Text block:

Megan Brashear's picture

Lauren, There isn't a predetermined length, the key is to get passed the obstruction which will vary patient to patient. There is not a 'too far' as long as you are not using excessive force to get the red rubber moving. Depending on the state of the patient it may take multiple tries to soften the feces enough to get the red rubber catheter by. Watch the deobstipation video for the next step!

Laura Edwards's picture

Long time listener, first time caller... Megan I just love your videos, thank you!

Is there any reason why y'all don't put Dawn (dish soap) in the enema? This is an additive at our clinic, but I want your input. Thanks! Laura

Chris Green's picture

Hi Laura,

The enema content is the choice of the DVM that orders it.  Many people do use dish soaps as enemas and the most important thing if people do choose to use dish soap is to use it judiciously and primarily for fairly small volume enemas.  In the event that large amounts of soap are used or soap makes it up to the stomach it can result in nausea.  

We do in fact use soap in our enemas quite frequently - we just use docusate sodium (DSS) which is more commonly known as a laxative but has its lubricating effects through its surfactant characteristics which are the same as soap.  The primary benefit to use of DSS instead of dish soap is that it does not have added fragrances or chemicals to which rare patients may be sensitive.  The use of obstetric lubricant is just a different form of enema and some veterinarians will choose a soapy additive for one type of enema and a lubricant enema for another depending on their prior experiences. I hope that answers your question.

Data supplied:
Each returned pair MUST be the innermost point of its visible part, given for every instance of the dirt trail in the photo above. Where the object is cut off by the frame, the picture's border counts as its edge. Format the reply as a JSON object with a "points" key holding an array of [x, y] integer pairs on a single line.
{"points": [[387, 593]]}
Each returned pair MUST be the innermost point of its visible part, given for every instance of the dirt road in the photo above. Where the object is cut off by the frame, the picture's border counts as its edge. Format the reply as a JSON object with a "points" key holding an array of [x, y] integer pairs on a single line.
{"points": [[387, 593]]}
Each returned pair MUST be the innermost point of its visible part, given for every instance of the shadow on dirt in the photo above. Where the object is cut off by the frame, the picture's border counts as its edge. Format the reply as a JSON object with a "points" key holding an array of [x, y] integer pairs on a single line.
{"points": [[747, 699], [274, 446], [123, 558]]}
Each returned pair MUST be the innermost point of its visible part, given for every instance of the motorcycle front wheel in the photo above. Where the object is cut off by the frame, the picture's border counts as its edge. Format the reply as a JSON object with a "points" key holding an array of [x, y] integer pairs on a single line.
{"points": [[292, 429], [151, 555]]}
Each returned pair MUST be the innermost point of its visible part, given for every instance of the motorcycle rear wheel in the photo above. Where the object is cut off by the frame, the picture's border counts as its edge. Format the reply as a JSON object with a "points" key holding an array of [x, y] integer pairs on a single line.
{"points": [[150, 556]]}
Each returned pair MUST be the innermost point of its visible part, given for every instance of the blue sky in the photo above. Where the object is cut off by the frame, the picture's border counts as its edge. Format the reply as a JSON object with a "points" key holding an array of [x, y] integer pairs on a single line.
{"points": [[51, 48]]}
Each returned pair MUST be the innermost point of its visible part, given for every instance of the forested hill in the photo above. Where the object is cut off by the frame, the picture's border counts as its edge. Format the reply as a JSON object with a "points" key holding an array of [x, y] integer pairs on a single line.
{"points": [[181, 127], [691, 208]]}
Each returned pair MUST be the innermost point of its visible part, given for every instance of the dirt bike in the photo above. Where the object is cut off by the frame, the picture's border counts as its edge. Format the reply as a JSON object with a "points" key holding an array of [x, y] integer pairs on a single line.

What to work on:
(1) List the names of the people who posted in the enema discussion above.
(2) Proceed with the enema discussion, picking up right after its final sentence.

Task-by-task answers:
(1)
Megan Brashear
Laura Edwards
Chris Green

(2)
Ariel Campos's picture

The video is very helpful. However, is it better to give the solution in small volumes repeatedly or a larger volume once? Why?

Sarah Harris's picture

We tend to use a larger volume at one time. This method helps to flush the feces out of the distal colon more effectively than multiple smaller infusions. Ideally, using a larger volume helps ensure that we only have to perform the enema one time, but it is not uncommon to have to repeat the procedure. I like to place the majority of the fluid past the problematic fecal ball and then infuse a small amount of the warm water as I am removing the red rubber catheter. Even when all these recommendations are performed, severely impacted animals may need further interventions such as subsequent enemas, IV fluid administration for rehydration, or in extreme situations, deobstipation.

Jacqueline Landin's picture

I would like to know how far should the catheter go in without injuring tha pet and how do you calculate how much of the enema solution to give? With this information added to the video it would definitely make it 100% excellent! Thanks!

Jessica Waters-Miller's picture

Hi Jacqueline,
Most of our doctors start with a 10mls/kg warm water/lube enema for deobstipation. The amount the colon can hold varies by patient size and depending on how giving the enema goes, we could end up giving more than that original 60mls. For example if I am giving an enema to a 6kg cat and the directions are to give 60mls of a warm water lube mix and while giving it roughly 40% of it comes back out immediately then I might give more. It depends if you are getting around the obstruction too. If the fecal ball is hard and you need to work the mixture around it most of it might come right back out.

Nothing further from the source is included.